Extracted data:

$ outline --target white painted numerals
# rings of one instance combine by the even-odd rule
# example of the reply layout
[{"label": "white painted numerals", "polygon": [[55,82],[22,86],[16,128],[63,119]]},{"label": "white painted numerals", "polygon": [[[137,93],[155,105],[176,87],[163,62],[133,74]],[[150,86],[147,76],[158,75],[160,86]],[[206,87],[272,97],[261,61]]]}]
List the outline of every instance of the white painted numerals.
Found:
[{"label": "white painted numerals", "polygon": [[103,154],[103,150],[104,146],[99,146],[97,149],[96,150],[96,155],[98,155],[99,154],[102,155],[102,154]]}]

What you should do: Rewrite the entries above as a JSON list of strings, one string per line, leaving out blank lines.

Output for this task:
[
  "$ outline --target white painted numerals",
  "# rings of one instance combine by the even-odd rule",
  "# example of the reply layout",
  "[{\"label\": \"white painted numerals\", \"polygon\": [[55,82],[22,86],[16,128],[63,119]]},{\"label\": \"white painted numerals\", \"polygon\": [[[137,93],[155,105],[176,87],[163,62],[133,74]],[[150,86],[147,76],[158,75],[160,86]],[[206,87],[272,97],[261,61]]]}]",
  "List the outline of every instance of the white painted numerals.",
  "Found:",
  "[{\"label\": \"white painted numerals\", \"polygon\": [[103,154],[103,150],[104,146],[99,146],[97,149],[96,150],[96,155],[98,155],[99,154],[102,155],[102,154]]}]"
]